-- TRECHO FORNECIDO --

================================

A Situação dos Cristãos na Síria

Foi como todas as outras conferências cristãs de que já participei, mas, ao mesmo tempo, foi bem diferente.

Nós nos encontramos num hotel em Chataura (no Líbano), a cerca de trinta minutos de carro da fronteira entre a Síria e o Líbano. Todos os participantes haviam chegado de Damasco — Sem — como a chamam… como o filho bíblico de Noé. Eu conhecia apenas alguns dos líderes da conferência, mas nenhum dos que eu conhecia tinha vindo da Síria.

Eram cerca de 200 participantes — falando árabe ou, mais precisamente, árabe e siríaco. Acontece que certo número dos participantes é de Maalula, antigo enclave cristão, retendo, até bem recentemente, a herança da igreja siríaca e falando a língua que Jesus falou — o aramaico que, devido à influência romana, veio a ser conhecido como o siríaco.

Ajudou o fato de eu andar lendo um bocado acerca da antiga igreja siríaca. Pelo menos eu tinha uma noção da nobre herança que possuem e como a igreja deles, ainda que dizimada por perseguições e opressões, permanece como testemunho de um corpo vibrante que se expandia e se espalhava por toda a área do Oriente Médio, desde Antioquia até Bagdá e regiões mais distantes. Maalula é o último posto avançado da antiga fé síria. Quanto à cidade, é construída na encosta de uma montanha que proveu refúgio em guerras e ondas de perseguição do passado.

================================

-- MATERIAL DE ESTUDO --
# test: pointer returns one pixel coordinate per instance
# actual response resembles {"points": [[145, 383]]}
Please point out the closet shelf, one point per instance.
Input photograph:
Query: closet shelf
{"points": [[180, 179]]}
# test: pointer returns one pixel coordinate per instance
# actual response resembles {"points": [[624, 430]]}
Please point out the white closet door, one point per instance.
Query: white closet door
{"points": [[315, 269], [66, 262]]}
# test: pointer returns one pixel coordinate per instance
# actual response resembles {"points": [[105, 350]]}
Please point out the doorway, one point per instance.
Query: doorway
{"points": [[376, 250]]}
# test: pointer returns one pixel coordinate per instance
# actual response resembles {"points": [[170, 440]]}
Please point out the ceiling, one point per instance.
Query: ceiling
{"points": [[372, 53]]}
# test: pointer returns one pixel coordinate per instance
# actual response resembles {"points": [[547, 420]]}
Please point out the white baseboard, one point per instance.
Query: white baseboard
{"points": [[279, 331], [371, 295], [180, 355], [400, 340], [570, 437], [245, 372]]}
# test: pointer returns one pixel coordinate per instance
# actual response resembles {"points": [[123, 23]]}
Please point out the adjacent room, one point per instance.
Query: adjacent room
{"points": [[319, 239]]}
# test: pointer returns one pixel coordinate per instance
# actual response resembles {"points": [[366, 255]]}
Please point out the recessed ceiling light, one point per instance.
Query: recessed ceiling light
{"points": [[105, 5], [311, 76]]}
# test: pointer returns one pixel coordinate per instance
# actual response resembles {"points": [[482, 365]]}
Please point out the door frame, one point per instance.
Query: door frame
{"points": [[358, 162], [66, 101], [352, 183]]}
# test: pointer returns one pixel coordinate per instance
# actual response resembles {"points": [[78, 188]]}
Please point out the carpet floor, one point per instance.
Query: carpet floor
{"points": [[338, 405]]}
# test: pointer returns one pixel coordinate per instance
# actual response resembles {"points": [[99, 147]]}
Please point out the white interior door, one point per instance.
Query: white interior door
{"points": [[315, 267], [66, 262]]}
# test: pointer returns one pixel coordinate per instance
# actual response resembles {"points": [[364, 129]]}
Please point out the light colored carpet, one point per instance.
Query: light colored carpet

================================

-- O QUE SE PEDE --
Transcreva palavra por palavra a parte do trecho fornecido que começa em "Nós nos encontramos" e termina depois de "vindo da Síria.". As linhas não têm nenhum papel aqui.

-- RESULTADO DA TAREFA --
Nós nos encontramos num hotel em Chataura (no Líbano), a cerca de trinta minutos de carro da fronteira entre a Síria e o Líbano. Todos os participantes haviam chegado de Damasco — Sem — como a chamam… como o filho bíblico de Noé. Eu conhecia apenas alguns dos líderes da conferência, mas nenhum dos que eu conhecia tinha vindo da Síria.